_WHAT THE TASK REQUIRES_
Repeat every item below word for word, leaving out the pictures.

[BEGIN DATASET RECORDS]

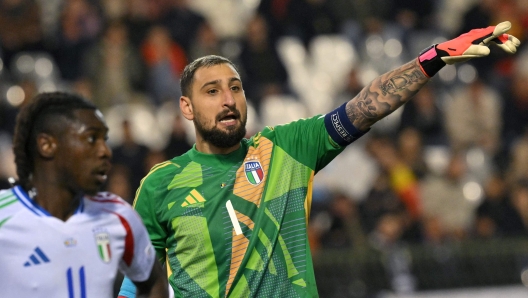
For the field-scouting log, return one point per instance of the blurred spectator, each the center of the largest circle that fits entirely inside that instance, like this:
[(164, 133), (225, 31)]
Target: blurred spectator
[(206, 42), (473, 118), (113, 68), (479, 15), (182, 22), (178, 143), (495, 217), (518, 164), (131, 155), (402, 179), (344, 230), (410, 148), (165, 60), (306, 19), (519, 200), (352, 87), (80, 25), (423, 114), (138, 20), (387, 238), (261, 66), (20, 28), (379, 201), (415, 15), (444, 202), (515, 111), (119, 182)]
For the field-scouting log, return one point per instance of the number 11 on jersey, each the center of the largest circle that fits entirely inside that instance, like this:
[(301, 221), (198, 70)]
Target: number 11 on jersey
[(82, 283)]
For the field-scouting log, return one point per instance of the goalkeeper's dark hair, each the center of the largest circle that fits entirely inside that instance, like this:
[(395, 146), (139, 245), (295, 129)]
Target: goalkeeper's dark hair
[(39, 116), (187, 77)]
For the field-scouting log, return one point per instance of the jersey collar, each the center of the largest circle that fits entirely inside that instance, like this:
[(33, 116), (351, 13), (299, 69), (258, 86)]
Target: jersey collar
[(222, 161), (24, 198)]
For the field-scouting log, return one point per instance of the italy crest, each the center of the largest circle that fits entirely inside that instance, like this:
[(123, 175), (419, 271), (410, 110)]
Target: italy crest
[(103, 246), (254, 172)]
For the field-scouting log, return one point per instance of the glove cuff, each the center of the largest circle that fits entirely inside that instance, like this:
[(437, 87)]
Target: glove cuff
[(430, 61)]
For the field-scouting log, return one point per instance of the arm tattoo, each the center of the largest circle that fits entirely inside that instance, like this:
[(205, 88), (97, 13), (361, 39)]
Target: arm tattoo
[(385, 94), (400, 82)]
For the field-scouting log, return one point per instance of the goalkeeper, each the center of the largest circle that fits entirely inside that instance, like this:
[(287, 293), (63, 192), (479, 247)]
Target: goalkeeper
[(230, 216)]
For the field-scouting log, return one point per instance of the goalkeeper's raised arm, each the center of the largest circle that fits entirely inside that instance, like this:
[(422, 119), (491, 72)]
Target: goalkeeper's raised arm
[(392, 89)]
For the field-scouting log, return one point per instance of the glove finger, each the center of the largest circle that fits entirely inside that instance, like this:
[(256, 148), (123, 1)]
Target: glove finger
[(508, 46), (473, 51), (499, 30), (476, 51), (508, 43)]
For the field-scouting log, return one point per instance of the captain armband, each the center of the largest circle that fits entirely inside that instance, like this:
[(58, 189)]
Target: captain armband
[(339, 127)]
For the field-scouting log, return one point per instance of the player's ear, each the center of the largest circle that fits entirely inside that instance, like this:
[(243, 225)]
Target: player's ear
[(186, 108), (46, 145)]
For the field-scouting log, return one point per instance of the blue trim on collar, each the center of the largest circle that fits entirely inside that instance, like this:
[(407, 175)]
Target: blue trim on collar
[(24, 198)]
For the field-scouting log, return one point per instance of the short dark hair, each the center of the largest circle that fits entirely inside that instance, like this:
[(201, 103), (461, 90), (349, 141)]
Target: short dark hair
[(187, 77), (37, 116)]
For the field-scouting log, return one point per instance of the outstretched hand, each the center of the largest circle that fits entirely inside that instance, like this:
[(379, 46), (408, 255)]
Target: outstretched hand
[(473, 44)]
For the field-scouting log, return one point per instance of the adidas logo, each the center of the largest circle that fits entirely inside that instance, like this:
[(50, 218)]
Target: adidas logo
[(193, 198), (36, 258)]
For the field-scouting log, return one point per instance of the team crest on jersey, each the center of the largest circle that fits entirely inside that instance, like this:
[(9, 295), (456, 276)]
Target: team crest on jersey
[(102, 239), (254, 172)]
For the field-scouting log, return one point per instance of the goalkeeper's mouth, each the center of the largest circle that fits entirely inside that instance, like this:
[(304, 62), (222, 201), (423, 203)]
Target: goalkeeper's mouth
[(228, 119)]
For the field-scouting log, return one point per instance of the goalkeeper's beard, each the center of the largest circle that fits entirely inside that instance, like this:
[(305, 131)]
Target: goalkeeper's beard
[(222, 138)]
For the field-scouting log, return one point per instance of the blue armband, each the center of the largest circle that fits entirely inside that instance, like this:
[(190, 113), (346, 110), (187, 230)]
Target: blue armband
[(128, 289), (339, 127)]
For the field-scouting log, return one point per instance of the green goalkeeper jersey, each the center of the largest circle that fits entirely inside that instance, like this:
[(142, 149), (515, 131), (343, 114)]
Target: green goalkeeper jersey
[(235, 225)]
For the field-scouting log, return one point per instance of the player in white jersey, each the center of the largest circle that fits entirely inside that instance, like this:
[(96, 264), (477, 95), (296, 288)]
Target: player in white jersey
[(59, 236)]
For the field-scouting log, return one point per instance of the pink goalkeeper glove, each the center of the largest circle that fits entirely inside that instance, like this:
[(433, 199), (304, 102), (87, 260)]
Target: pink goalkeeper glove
[(469, 45)]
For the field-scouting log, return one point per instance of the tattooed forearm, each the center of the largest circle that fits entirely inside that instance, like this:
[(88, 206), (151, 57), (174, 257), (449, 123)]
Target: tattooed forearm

[END DATASET RECORDS]

_WRITTEN RESPONSE_
For the field-scouting log, return one point per instance of the blurred spectator, each the center of the largest circle that fits entirely inside that instance, like this:
[(164, 133), (225, 31)]
Target: blurred spectator
[(206, 42), (473, 118), (113, 68), (479, 15), (182, 22), (178, 143), (495, 217), (518, 164), (131, 155), (402, 179), (344, 230), (410, 148), (165, 60), (306, 19), (519, 200), (352, 87), (80, 25), (423, 114), (138, 20), (387, 238), (261, 66), (20, 28), (379, 201), (415, 15), (444, 202), (515, 111), (119, 182)]
For the field-scouting log, return one point per instance of the number 11 on jersey, each the center of the largest circle that fits entirely inside that instance, like this:
[(301, 221), (198, 70)]
Target: number 11 on jersey
[(82, 283)]
For the field-scouting log, return one point per instance of the goalkeeper's dark hair, each the center of the largest circle that fits entirely inside that instance, like this:
[(395, 146), (139, 245), (295, 129)]
Target: goalkeeper's dark hair
[(39, 116), (187, 77)]
For the field-scouting log, return one point per instance of the jersey collar, each the center of the largest circle that fits entirely inside that instance, like this:
[(33, 116), (351, 13), (299, 69), (258, 86)]
Target: jersey collar
[(222, 161), (24, 198)]
For the field-scouting log, return one point per instance of the italy crest, each the center of the largest circle that fits entirely inside that instance, like this:
[(123, 175), (419, 271), (410, 110)]
Target: italy crest
[(103, 246), (254, 172)]
For the field-scouting log, return one point per instance of the glove cuff, each the center of the largest circle that fits entirely inside that instance, like this:
[(437, 87)]
Target: glove cuff
[(430, 61)]
For the field-scouting log, return one point per instance of the arm tattoo, each the center of the largest circle that fits entirely inside that instance, like this:
[(205, 88), (97, 13), (361, 39)]
Target: arm tattoo
[(385, 94), (400, 82)]
For the field-scouting log, return one point per instance of the goalkeeper, each the center of the largest circle that fits entirely inside that instance, like this:
[(287, 293), (63, 192), (479, 247)]
Target: goalkeeper
[(230, 216)]
For the field-scouting log, return one point per instance of the goalkeeper's raised arm, each the center of the largest circle that fits entirely inside that instance, like this:
[(422, 119), (491, 72)]
Target: goalkeeper's raised arm
[(392, 89)]
For the field-scouting log, return one point per instance of the glove finger, each the center of the largest circle that fits entirely inside that instance, like this:
[(256, 148), (123, 1)]
Target: glove finger
[(508, 46), (473, 51), (499, 30), (476, 51), (508, 43)]
For the field-scouting log, return one point per instance of the captain armband, each the center of the largest circle that fits entirely inside that instance, like this:
[(58, 189)]
Target: captain armband
[(339, 127)]
For the field-scouting log, return one point per instance of the player's ear, each the center of the largest circle that fits entirely inside that instance, like this:
[(243, 225)]
Target: player's ear
[(186, 108), (46, 145)]
For the field-scouting log, return one point per instance of the blue trim on collar, each the center of the largest circle that fits entirely inside that instance, like this:
[(407, 175)]
Target: blue trim on collar
[(24, 198)]
For the field-scouting log, return one point per instance of the short dark hair, each the center of the largest circle that fits entirely inside that instance, like this:
[(201, 103), (461, 90), (349, 141)]
Target: short dark hair
[(187, 77), (37, 116)]
For the field-scouting log, return one point per instance of the outstretched hand, each the center of the largest circle that fits entirely inside that instance, like this:
[(379, 46), (408, 255)]
Target: outstretched hand
[(473, 44)]
For the field-scouting log, return one point per instance of the adidas logo, each the center of the largest circle that fits entirely inside that instance, like this:
[(50, 218)]
Target: adidas logo
[(193, 198), (36, 258)]
For the field-scouting log, return one point per instance of the team crest on jersey, each the center of the largest circle that fits entirely inside that instance, like this:
[(9, 295), (456, 276)]
Target: team crest on jersey
[(102, 239), (254, 172)]
For the field-scouting log, return one point per instance of the goalkeeper's mouth, each the center of the largest circle that fits entirely inside that instance, like this:
[(304, 62), (222, 201), (423, 203)]
Target: goalkeeper's mouth
[(228, 119)]
For the field-scouting log, return one point per instance of the goalkeeper's beard, each the center of the largest circle that fits entirely inside that instance, like this:
[(305, 131)]
Target: goalkeeper's beard
[(222, 138)]
For the field-scouting log, return one point per instance of the blue armband, each the center of the largest circle that fits entirely inside that instance, like this:
[(190, 113), (346, 110), (187, 230)]
Target: blue armband
[(128, 289), (339, 127)]
For the field-scouting log, return one point per instance of the green goalkeeper jersey, each the center of the largest circle that fits entirely inside that instance, like this:
[(142, 149), (515, 131), (343, 114)]
Target: green goalkeeper jersey
[(235, 225)]
For the field-scouting log, return one point per instance of the player in white jersey, each the center of the largest circle that fits entirely inside that instance, like this:
[(96, 264), (477, 95), (296, 288)]
Target: player in white jersey
[(59, 236)]
For the field-scouting log, return one point per instance of the pink goalkeeper glove, each the center of the largest circle that fits entirely inside that instance, like this:
[(433, 199), (304, 102), (87, 260)]
Target: pink goalkeeper glove
[(469, 45)]
For the field-scouting log, return one point per instance of the tattooed forearm, each the center of the largest circle that fits entirely inside that instance, like this:
[(88, 206), (151, 57), (174, 257), (449, 123)]
Target: tattooed forearm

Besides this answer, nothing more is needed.